> _REQUIREMENT_
Excluding all pictures, please output the listing exactly.
+ + +
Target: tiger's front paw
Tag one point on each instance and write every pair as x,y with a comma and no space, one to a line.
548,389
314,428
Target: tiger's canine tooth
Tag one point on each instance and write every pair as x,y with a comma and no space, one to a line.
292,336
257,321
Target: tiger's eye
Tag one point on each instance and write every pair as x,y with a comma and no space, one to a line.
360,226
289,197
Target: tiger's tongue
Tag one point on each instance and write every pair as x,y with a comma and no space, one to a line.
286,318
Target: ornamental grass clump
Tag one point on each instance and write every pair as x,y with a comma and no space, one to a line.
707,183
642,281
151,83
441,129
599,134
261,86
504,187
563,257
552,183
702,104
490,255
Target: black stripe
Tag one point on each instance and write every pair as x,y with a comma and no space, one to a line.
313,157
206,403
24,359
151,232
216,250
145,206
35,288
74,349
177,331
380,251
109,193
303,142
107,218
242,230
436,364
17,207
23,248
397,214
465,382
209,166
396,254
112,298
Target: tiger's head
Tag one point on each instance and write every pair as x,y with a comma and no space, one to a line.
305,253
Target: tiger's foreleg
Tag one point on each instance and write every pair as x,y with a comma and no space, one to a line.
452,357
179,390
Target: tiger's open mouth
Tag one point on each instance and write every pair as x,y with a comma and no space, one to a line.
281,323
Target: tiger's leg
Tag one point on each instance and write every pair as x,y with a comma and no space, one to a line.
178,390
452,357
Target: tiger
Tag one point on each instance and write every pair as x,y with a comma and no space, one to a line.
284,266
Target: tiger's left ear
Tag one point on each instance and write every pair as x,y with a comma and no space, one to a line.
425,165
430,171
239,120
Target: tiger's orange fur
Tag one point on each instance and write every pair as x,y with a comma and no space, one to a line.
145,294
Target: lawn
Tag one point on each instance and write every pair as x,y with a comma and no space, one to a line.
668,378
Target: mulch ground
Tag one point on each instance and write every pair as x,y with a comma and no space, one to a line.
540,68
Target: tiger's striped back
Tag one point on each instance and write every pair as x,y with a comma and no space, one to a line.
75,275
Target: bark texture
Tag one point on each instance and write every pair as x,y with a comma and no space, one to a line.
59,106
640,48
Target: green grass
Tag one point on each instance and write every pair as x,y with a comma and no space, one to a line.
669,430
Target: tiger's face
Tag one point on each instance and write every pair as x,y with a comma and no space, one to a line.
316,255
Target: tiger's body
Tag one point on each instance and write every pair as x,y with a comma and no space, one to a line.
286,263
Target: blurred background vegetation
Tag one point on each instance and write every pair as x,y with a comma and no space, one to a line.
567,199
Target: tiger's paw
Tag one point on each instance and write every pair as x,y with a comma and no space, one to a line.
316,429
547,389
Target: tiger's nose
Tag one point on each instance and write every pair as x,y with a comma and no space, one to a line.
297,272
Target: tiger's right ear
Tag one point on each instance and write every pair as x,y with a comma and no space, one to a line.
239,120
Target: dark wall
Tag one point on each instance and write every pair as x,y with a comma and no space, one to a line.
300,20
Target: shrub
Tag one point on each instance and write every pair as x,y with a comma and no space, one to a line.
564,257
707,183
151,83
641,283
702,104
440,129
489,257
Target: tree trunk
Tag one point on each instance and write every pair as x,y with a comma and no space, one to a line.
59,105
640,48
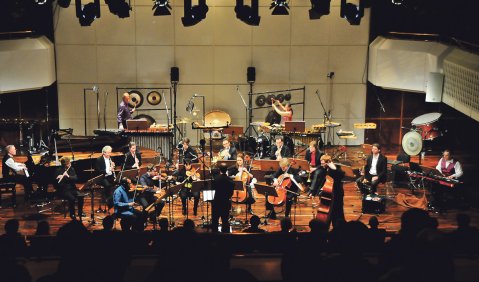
+ + +
> _RESPONSE TO THE TASK_
Target: tiger's front paw
Tag one point on each instance and write every pair as x,y with a comma and no space, one to a line.
548,389
314,428
Target: tiger's canine tooth
Tag one point on each instance and write every pair as x,y with a comma and no space, one to a line.
292,336
257,321
Target: tiger's eye
Tag one point on each instance and write every pair as x,y with a comma and no space, one to a line.
360,226
289,197
Target: tiger's tongue
Tag one point on each instance and write every pair as x,y with a comma and no space, one to a line.
286,318
Target: ornamental grass clump
Tag one point on each instance and write every pair as x,y with a comma and no space, one to a line.
707,183
642,281
151,83
441,129
599,134
261,86
504,187
563,257
552,183
702,104
490,255
Target: black stripe
Tag one point on each instance and write every pair as x,y with a comma and no space, one to a line.
313,157
206,403
24,359
151,232
216,250
145,206
35,288
74,349
177,331
380,251
109,193
303,142
107,218
242,230
436,364
17,207
23,248
397,214
465,382
209,166
396,254
112,298
Target: tiger's head
Tag one point on each instance and write every pair as x,y with a comma and no space, one to a line.
305,253
Target: tiger's foreleg
Tag one point on each instance and write every pair as x,y with a comma and no space, one to a line.
452,357
179,390
Target: tiger's open mouth
Tag one point on each instance and write every pair as x,y with a comma and no space, one to a line.
281,323
Target: tiger's leg
Tag one point on each instance and write every pair as x,y with a comma and no space, one to a line.
178,390
452,357
Target: tiger
Tag one point on each instance and write every pair as x,y with a comma and no space, one to a line.
284,266
Target: tiger's left ear
Tag one point on each instance and write every pair as x,y with a comma and no space, one to a line.
425,165
430,171
239,120
Target: tiger's orange fur
Tag one point on each instance and write every pair as x,y with a comma and no space, one to a line.
145,294
Target: lawn
Tag one point on each instance and write every pair as x,y with a comma and no space, one to a line.
668,378
Target: mulch ground
Tag one point on each instance and write every pair as x,y with a comma and no space, one to a line.
540,68
Target: tiger's striped back
Tag one point on each instance and write every pair as x,y with a comma and no space, one to a line.
75,275
Target: bark texture
Tag one point on each instance and write every pair as x,y with a comma and no space, one to a line.
59,106
640,48
Target: green grass
Tag one point on each instance and write every pair as x,y with a comma and no space, one to a line.
669,430
Target: tiger's face
Tag one point on each instance and write every pair as x,y with a comma and no space, one to a line.
316,255
Target: tiger's body
Tag one point on each instance and write every pair as x,y with a comma and no space, one to a line.
286,263
Target: blurred background vegetation
Tag one point on each instance and write every pair as x,y with a comma and no space, one to a line.
567,199
Target: tiger's paw
Tag one point on each instance and write every pair as x,y with a comma and no space, one to a line.
316,429
547,389
Target: tiger's nose
Tag one point on each instance and write every pair as x,y with a comma and no space, one to a line.
297,272
Target: tiger's right ear
Tag one point on each instance and write every pair as x,y with a comma and no space, one to a line.
239,120
Target: dark wall
Tag one point on each instance and write every pair as x,y with a comma and no space, one to a line.
300,20
Target: shrub
Tag one point on each instance and write every pair as x,y with a comma and no space, one to a line.
564,257
707,183
151,83
641,283
702,104
440,129
489,257
Target: tree trunk
Tag one point on each instance and write every pair as x,y with a comma and no space, one to a line.
59,105
640,48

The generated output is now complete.